Input for this task —
Content starts
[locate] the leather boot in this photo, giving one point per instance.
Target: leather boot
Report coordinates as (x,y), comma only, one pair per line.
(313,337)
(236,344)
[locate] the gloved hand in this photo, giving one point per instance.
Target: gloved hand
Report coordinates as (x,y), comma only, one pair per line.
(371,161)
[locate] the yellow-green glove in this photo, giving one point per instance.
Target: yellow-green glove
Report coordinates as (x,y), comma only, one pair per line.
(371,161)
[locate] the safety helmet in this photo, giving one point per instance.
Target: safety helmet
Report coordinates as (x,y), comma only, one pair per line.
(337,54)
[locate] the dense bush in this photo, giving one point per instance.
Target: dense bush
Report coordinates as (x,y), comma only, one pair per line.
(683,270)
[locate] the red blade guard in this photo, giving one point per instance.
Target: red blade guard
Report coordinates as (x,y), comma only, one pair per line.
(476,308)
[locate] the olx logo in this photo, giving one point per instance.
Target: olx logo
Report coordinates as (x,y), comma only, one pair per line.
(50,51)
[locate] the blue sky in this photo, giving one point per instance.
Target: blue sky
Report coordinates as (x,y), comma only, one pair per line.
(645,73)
Content ends
Try it — Every record, copied exactly, is the expected answer.

Task output —
[locate] the leather boot in this photo, giving one point per instance.
Target: leather boot
Report coordinates as (x,y), comma only, one pair per line.
(313,337)
(236,344)
[locate] the gloved hand in this photo, giving one point per instance.
Target: gloved hand
Report coordinates as (x,y), comma only, one pair per line.
(371,161)
[locate] the yellow-green glove in this photo, giving one point per instance.
Target: yellow-green glove
Report coordinates as (x,y), comma only, one pair per line.
(371,161)
[locate] the safety helmet in this photo, giving one point per instance.
Target: safety helmet
Report coordinates as (x,y), comma only, one pair per line.
(337,54)
[locate] the dense bush in this photo, giving one point per instance.
Target: dense bush
Report coordinates as (x,y), comma only, one pair per line.
(683,270)
[locate] the red blade guard in this photo, giving one point per instance.
Target: red blade guard
Report coordinates as (x,y), comma only, one pair per line.
(476,308)
[locate] the olx logo in this photo, giving one point per instance.
Target: olx logo
Report coordinates as (x,y), comma only, one pair per line.
(50,51)
[locate] the blue sky in this photo, giving one point per instance.
Target: blue sky
Report coordinates as (x,y), comma only, one pair per line.
(645,73)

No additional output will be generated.